START Data records
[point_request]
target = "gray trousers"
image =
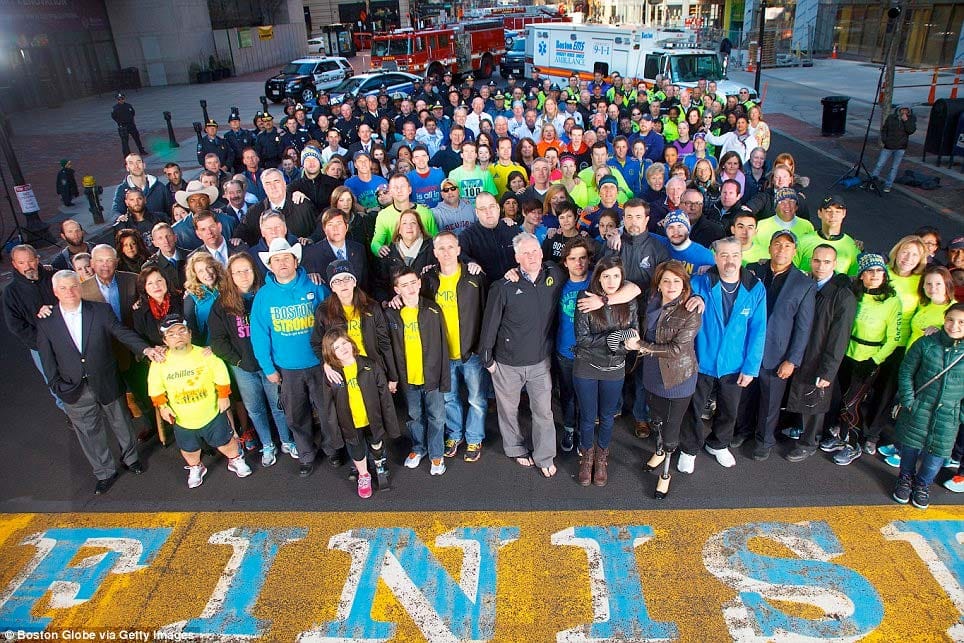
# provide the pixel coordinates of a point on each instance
(91, 421)
(537, 380)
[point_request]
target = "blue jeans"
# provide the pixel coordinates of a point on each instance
(472, 428)
(35, 355)
(929, 465)
(567, 394)
(896, 156)
(261, 397)
(597, 398)
(427, 436)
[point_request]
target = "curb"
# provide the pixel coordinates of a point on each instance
(937, 207)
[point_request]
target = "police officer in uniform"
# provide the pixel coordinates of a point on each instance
(237, 139)
(211, 143)
(123, 115)
(268, 143)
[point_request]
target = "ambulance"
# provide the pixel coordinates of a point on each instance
(556, 50)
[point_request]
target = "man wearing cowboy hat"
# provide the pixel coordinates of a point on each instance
(197, 198)
(211, 143)
(282, 320)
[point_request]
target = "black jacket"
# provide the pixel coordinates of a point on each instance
(230, 337)
(519, 320)
(378, 403)
(435, 348)
(594, 358)
(67, 370)
(375, 337)
(301, 219)
(833, 320)
(22, 300)
(470, 292)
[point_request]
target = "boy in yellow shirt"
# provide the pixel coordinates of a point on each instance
(191, 389)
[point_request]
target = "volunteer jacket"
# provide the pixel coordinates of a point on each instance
(435, 348)
(470, 291)
(737, 346)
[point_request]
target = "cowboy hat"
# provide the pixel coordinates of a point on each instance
(195, 187)
(280, 246)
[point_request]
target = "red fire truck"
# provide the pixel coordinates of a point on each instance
(473, 46)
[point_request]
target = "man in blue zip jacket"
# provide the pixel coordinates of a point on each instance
(282, 320)
(729, 347)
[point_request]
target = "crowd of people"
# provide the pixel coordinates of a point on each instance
(632, 252)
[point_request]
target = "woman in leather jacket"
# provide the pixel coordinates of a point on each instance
(669, 362)
(602, 340)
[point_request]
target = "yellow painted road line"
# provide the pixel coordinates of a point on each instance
(847, 573)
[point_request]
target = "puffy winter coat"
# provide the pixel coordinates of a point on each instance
(930, 420)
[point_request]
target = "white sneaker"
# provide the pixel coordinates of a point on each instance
(413, 460)
(723, 456)
(290, 449)
(686, 463)
(239, 466)
(195, 475)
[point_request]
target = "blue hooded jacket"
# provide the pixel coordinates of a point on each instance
(282, 320)
(735, 347)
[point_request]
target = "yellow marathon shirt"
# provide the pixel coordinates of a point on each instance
(354, 328)
(447, 299)
(190, 383)
(413, 346)
(359, 414)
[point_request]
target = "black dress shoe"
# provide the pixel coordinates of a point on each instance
(103, 486)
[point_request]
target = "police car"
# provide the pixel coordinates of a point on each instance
(302, 79)
(395, 82)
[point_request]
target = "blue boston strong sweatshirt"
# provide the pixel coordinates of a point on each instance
(282, 319)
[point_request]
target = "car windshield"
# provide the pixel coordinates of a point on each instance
(347, 86)
(689, 68)
(298, 69)
(391, 47)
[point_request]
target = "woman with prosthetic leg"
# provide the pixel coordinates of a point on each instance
(669, 363)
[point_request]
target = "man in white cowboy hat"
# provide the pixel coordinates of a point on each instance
(198, 198)
(282, 320)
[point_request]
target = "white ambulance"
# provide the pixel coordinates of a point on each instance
(557, 50)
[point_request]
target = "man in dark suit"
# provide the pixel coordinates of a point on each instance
(791, 297)
(78, 361)
(119, 290)
(336, 246)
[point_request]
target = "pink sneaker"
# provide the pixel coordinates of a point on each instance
(365, 485)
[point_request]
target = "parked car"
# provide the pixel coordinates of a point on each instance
(302, 79)
(394, 82)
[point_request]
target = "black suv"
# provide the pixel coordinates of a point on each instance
(302, 79)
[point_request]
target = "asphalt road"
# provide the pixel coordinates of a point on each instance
(46, 472)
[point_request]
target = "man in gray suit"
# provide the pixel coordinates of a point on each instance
(74, 342)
END Data records
● Problem:
Copy out each line from the preceding entries that mentions the word "jacket".

● Answer section:
target = "black jacket"
target = "volunteer jacket"
target = "man in blue zip jacket"
target = "woman in leather jacket"
target = "blue hooded jacket"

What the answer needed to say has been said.